Arbeitsaufträge –
1. Übertragen Sie diesen Satz aus dem Text zur Grunderwerbsteuer ins Englische: „Dies hat zur Folge, daß für diesen Rechtsvorgang die Steuer mit 2 v. H. der Bemessungsgrundlage zu berechnen ist.“
2. Setzen Sie den Text zur Grunderwerbsteuer im Anschluss an seinen letzten Satz fort.

Vorliegender Text –

Auf einen ein Grundstück im Beitrittsgebiet betreffenden Grundstückskaufvertrag, der zwar während des zeitlichen Geltungsbereichs des GrEStG DDR abgeschlossen wurde, für den aber eine erforderliche behördliche Genehmigung erst im zeitlichen Anwendungsbereich des GrEStG 1983 wirksam erteilt wurde, ist insgesamt das GrEStG 1983 anzuwenden. Dies hat zur Folge, daß für diesen Rechtsvorgang die Steuer mit 2 v. H. der Bemessungsgrundlage zu berechnen ist.

Einigungsvertrag Art. 8 i. V. m. Anlage I Kapitel IV Sachgebiet B Abschnitt II Nr. 14; GrEStG 1983 § 1 Abs. 1 Nr. 1, § 11 Abs. 1; GrEStG DDR § 1 Abs. 1 Nr. 1; AO 1977 § 38; Grundstücksverkehrsverordnung § 2.

Vorinstanz: FG Berlin (EFG 1993, 98)

Sachverhalt

I.

Durch notariell beurkundeten Vertrag vom 7. Dezember 1990 erwarben die Kläger und Revisionsbeklagten (Kläger) als Miteigentümer je zur Hälfte ein Grundstück in Berlin-Müggelheim. Der Kaufpreis betrug 200.000 DM. Die Genehmigung nach der Grundstücksverkehrsverordnung wurde den Klägern Anfang Januar 1991 bekanntgegeben. Durch Steuerbescheide vom 27. Februar 1991 setzte der Beklagte und Revisionskläger (das Finanzamt - FA -) Grunderwerbsteuer gegen die Kläger in Höhe von je 7.000 DM fest. Dabei wandte das FA das Grunderwerbsteuergesetz der ehemaligen DDR vom 18. September 1970 (GVBl Sonderdruck Nr. 677) - GrEStG DDR - an und berechnete nach § 13 GrEStG DDR einen Steuersatz von 7 v. H.

Datenauszug –
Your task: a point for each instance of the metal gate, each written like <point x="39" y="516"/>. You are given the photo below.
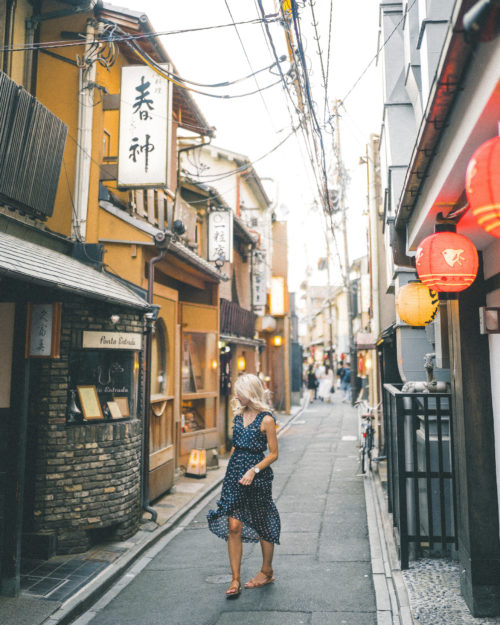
<point x="420" y="467"/>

Lösungen –
1. As a result, the tax on this legal transaction is to be calculated at 2 percent of the tax base.

2.
Hiergegen richtete sich die Klage. Mit dieser machten die Kläger geltend, daß für ihren Erwerb der Steuersatz von 2 v. H. nach dem Grunderwerbsteuergesetz 1983 (GrEStG 1983) maßgeblich sei. Der tatsächliche Eigentumserwerb sei erst mit der Genehmigung bewirkt, mithin erst im Jahre 1991 realisiert worden.

Das Finanzgericht (FG) hat der Klage stattgegeben und abweichend von den angefochtenen Bescheiden und den zu diesen ergangenen Einspruchsentscheidungen die Grunderwerbsteuer auf jeweils 2.000 DM festgesetzt. Für den Erwerb sei das GrEStG 1983 anwendbar. Die Grunderwerbsteuer sei erst mit der Genehmigung des Kaufvertrags nach der Grundstücksverkehrsverordnung Anfang Januar 1991 entstanden. Wenn der Einigungsvertrag für die Anwendung des DDR-Rechts einerseits und des Rechts der alten Bundesländer andererseits auf das Entstehen der Abgabe abstelle, so sei damit die Entstehung der Steuerschuld in zeitlicher Hinsicht gemeint. Der Steueranspruch entstehe, sobald der Tatbestand verwirklicht sei, an den das Gesetz die Leistungspflicht knüpfe. Die Verwirklichung des Tatbestands setze entgegen der Auffassung des Beklagten in Fällen einer erforderlichen Genehmigung diese Genehmigung voraus. Im Streitfall habe der Kaufvertrag vom 7. Dezember 1990 der Genehmigung bedurft. Es wäre unverständlich, wenn das FA die Grunderwerbsteuer schon dann festsetzen könne, wenn noch gar keine Genehmigung vorliege und damit noch nicht feststehe, ob der Veräußerer zur Übereignung verpflichtet sei. Diese Auslegung werde nicht dadurch in Frage gestellt, daß die Gesetzgeber entsprechende ausdrückliche Regelungen mehrfach getroffen hätten, nicht jedoch mit Wirkung für das Beitrittsgebiet und für die Zeit vom 1. Juli bis zum 31. Dezember 1990. Die vom Beklagten insoweit zitierten Entscheidungen des Bundesfinanzhofs (BFH) seien zu § 23 Abs. 1 GrEStG 1983 ergangen, der an die Verwirklichung des Erwerbsvorgangs anknüpfe.

Hiergegen richtet sich die Revision des beklagten FA. Gerügt wird die Verletzung materiellen Rechts. Das FA beantragt, das angefochtene Urteil aufzuheben und die Klage abzuweisen.

Entscheidungsgründe

II.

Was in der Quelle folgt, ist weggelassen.